**Your goal**
Reproduce the food safety text word for word, from "Legislative and regulatory" up to and including "allergies or intolerances.".

**Provided text**
Food Standards Agency

What are the dangers around food?

Food must not be placed on the market if it is unsafe, injurious to health or unfit for human consumption.

Food standards are in place to remove or ameliorate the harm that unregulated food(s) can cause.

Risks include: microbiological, chemical, physical, radiological or allergen contamination that could render the food unsafe for human consumption.

Good standards of food safety are necessary to prevent: food poisoning, food spoilage, food contamination, allergic reactions, loss of productivity, pest infestations. This process involves prosecution for contravention of food safety legislation and the closure of catering operations by enforcement authorities.

Without appropriate food standards regulations there is the potential for consumers to be misled, for example on the composition or nutritional quality of foods.

The Food Standards Agency was established in 1999..

Legislative and regulatory frameworks

Food Safety Act 1990
Under the Food Safety Act 1990 a food business must not: cause food to be dangerous to health, sell food that is not what the customer is entitled to expect in terms of content or quality, and describe or present food in a way that is false or misleading.

This Act provides the framework for all food legislation in England, Wales and Scotland. The equivalent legislation in Northern Ireland is The Food Safety Order 1991.

Food Information Regulations 2014
Food Information Regulations 2014 provide details on the information which must be provided to consumers and how the information must be presented. It also confirms the 14 substances or products that cause allergies or intolerances.

**Extracted material**
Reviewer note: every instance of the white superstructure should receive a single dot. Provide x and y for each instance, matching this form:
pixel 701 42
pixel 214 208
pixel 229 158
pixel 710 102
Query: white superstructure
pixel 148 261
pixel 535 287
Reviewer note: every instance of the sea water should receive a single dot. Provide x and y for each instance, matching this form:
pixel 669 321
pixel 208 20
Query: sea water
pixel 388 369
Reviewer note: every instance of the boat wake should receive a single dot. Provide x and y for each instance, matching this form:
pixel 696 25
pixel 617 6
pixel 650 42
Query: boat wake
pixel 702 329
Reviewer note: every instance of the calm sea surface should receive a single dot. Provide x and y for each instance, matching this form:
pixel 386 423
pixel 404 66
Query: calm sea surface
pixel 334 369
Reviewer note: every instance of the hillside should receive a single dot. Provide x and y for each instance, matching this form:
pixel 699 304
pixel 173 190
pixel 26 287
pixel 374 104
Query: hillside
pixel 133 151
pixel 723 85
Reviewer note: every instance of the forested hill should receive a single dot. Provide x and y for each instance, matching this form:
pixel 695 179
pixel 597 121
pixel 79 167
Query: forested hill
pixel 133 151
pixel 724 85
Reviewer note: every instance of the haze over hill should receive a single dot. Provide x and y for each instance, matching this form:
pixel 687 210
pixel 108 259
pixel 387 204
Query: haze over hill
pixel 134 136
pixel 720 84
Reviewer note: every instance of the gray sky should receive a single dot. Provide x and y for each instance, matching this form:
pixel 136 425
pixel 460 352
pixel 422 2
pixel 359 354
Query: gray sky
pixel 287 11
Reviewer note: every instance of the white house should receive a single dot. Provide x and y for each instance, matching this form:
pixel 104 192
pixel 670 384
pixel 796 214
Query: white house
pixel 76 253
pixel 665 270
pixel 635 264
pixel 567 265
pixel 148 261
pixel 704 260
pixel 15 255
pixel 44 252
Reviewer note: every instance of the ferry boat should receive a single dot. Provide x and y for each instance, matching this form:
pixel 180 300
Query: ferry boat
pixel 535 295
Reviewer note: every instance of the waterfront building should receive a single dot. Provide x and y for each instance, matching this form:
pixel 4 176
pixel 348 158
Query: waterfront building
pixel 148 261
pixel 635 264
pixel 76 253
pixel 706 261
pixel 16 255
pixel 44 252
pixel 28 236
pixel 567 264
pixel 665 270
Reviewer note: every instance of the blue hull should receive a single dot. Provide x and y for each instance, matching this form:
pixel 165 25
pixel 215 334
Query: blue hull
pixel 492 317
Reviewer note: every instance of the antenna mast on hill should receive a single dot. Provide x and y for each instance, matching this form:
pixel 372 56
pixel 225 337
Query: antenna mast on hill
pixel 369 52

**Solution**
Legislative and regulatory frameworks

Food Safety Act 1990
Under the Food Safety Act 1990 a food business must not: cause food to be dangerous to health, sell food that is not what the customer is entitled to expect in terms of content or quality, and describe or present food in a way that is false or misleading.

This Act provides the framework for all food legislation in England, Wales and Scotland. The equivalent legislation in Northern Ireland is The Food Safety Order 1991.

Food Information Regulations 2014
Food Information Regulations 2014 provide details on the information which must be provided to consumers and how the information must be presented. It also confirms the 14 substances or products that cause allergies or intolerances.